(Beginning of PROVIDED MATERIAL)

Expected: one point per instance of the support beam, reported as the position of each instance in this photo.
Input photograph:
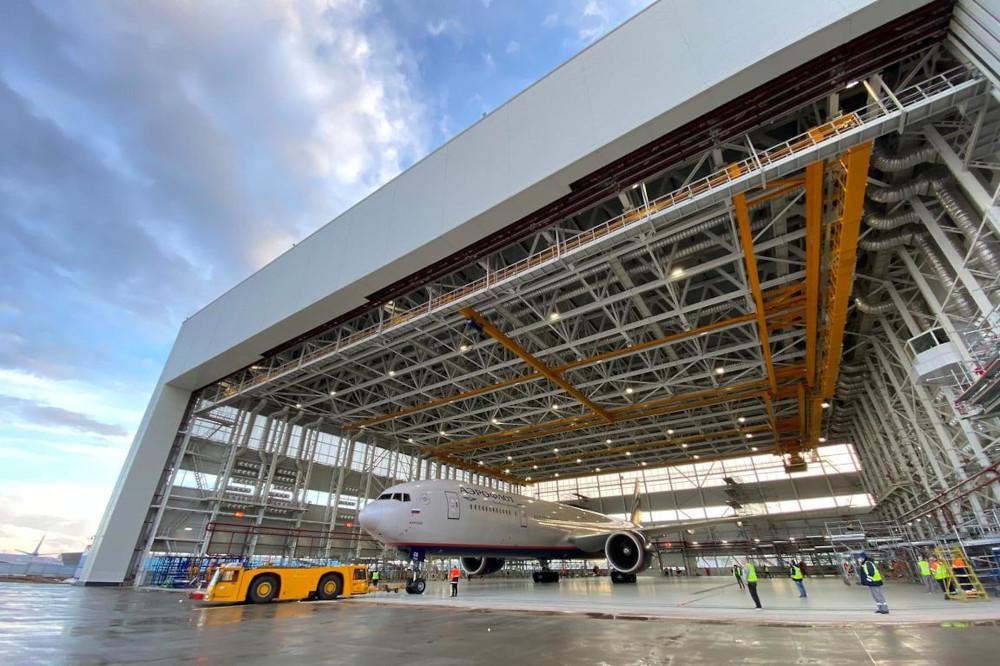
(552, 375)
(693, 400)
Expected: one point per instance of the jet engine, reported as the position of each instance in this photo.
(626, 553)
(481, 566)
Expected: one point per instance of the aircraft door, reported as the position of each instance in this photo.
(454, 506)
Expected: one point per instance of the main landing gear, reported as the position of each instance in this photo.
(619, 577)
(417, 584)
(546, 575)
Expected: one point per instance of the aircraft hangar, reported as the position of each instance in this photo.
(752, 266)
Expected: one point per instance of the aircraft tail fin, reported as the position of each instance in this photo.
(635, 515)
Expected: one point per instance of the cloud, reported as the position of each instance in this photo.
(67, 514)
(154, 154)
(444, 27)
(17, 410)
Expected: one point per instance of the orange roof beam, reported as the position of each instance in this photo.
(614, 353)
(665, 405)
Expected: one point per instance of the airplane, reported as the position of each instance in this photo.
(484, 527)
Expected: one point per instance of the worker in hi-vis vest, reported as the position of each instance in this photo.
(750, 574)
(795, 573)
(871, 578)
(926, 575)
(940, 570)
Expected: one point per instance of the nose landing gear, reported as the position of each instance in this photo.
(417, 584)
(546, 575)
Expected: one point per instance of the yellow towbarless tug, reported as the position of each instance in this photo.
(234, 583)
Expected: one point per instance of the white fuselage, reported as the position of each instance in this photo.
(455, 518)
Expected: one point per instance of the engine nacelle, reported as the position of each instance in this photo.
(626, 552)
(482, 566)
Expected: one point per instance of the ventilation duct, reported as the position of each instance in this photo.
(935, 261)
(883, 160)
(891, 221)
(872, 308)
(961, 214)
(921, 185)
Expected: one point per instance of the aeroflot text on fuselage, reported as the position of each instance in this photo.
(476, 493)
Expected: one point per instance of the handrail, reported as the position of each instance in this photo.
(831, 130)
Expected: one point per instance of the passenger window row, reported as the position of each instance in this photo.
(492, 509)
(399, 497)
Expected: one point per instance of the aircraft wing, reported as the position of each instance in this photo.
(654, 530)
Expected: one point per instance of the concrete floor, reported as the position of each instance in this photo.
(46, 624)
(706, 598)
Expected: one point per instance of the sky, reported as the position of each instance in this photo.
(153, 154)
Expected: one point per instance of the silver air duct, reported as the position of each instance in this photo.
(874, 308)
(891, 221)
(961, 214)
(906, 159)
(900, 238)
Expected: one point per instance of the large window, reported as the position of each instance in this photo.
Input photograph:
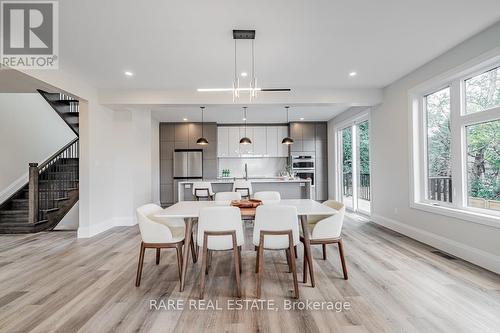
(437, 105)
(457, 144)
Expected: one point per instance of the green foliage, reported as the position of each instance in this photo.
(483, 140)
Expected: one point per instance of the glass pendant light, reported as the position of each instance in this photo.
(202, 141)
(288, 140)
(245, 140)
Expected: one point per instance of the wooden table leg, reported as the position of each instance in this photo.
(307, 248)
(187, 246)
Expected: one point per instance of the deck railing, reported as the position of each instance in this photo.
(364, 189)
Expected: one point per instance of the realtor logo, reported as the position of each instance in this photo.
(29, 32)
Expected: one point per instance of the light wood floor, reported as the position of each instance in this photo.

(End of PROVIDED MATERIAL)

WHAT TO DO:
Leave the pictures out and reproduce all of the records exactly.

ANSWER TO THIS TASK:
Expected: one point per instance of the support beam, reported as the position of each instance in this photo.
Input photograph:
(552, 375)
(693, 400)
Expected: one point per instance of the jet engine, reported as the position of each instance in this photo.
(626, 553)
(481, 566)
Expected: one point per instance of the aircraft door, reported as the position of each instance in this photo.
(454, 506)
Expected: one point per instance of the main landing gear, reported as the position of each instance in this photo.
(619, 577)
(417, 584)
(546, 575)
Expected: one point per instance of the aircraft hangar, reported as the position of each instance in this photo.
(752, 266)
Expected: one point per instance of the aircraft tail fin, reported as the position of each instance in this photo.
(635, 515)
Expected: one point per instance of the cloud, reported as the position of each instance in this photo.
(67, 514)
(154, 154)
(444, 27)
(17, 410)
Expected: one point per instance of the orange roof beam, reported as the position of each instance in this photo.
(614, 353)
(665, 405)
Expected: one point per instance of the airplane, reported as the position of each instance in this photo.
(484, 527)
Expected: one point per instance of the worker in hi-vis vest, reported as the position of each instance in this photo.
(750, 574)
(795, 573)
(871, 578)
(926, 575)
(940, 570)
Expected: one point per instance of the nose landing gear, reported as the position of each instance in this photo.
(417, 584)
(546, 575)
Expected: one point per instance of the yellow towbarless tug, reported as the position of each instance in this photo.
(234, 583)
Expected: one point per instance of the white fuselage, reported as the position of each instance in this photo.
(455, 518)
Expected: one point per instance of the engine nacelle, reported as the position of each instance in this photo.
(626, 552)
(482, 566)
Expected: one point per instance of the ventilation duct, reported as the position of each instance in this photo.
(935, 261)
(883, 160)
(891, 221)
(872, 308)
(961, 214)
(921, 185)
Expected: one point per instance of the aeroflot text on fuselage, reported as the position of each instance in this photo.
(476, 493)
Expected: one point per instance of the handrail, reported as the position of each instance in this photo.
(831, 130)
Expected: one point per instance of the passenger window row, reported as the position of each instance in this photo.
(492, 509)
(399, 497)
Expected: one point per instance of the aircraft wing, reported as the position of each instance in this photo.
(654, 530)
Expected: one point per instance of the concrete floor, reported as the position of each instance in this photo.
(46, 624)
(706, 598)
Expected: one point per instance of the sky, reported as the position of each instance in this photo.
(153, 154)
Expected: one point per instance of the silver air duct, reported as the position of each instance in this photo.
(874, 308)
(891, 221)
(961, 214)
(906, 159)
(900, 238)
Expected: one point per instance of the large window, reported as the position of each instance in this photo.
Input photograph:
(437, 105)
(457, 144)
Expected: one point per instance of the green foliage, reported as the position of each instance in this photo.
(483, 140)
Expected: one point per instance of the glass pendant light, reported as the position of each instance in this photo.
(202, 141)
(288, 140)
(245, 140)
Expected: one point per instance of the wooden table leg, reported as the position of each instance in this photo.
(307, 248)
(187, 246)
Expected: one point per instance of the deck railing, reported as the position of each instance in this photo.
(364, 189)
Expected: one point per instance of the realtor logo, reported as the position of each instance in this photo.
(29, 32)
Expected: one point per instance of the light wood floor, reported as the position of each instance in this photo.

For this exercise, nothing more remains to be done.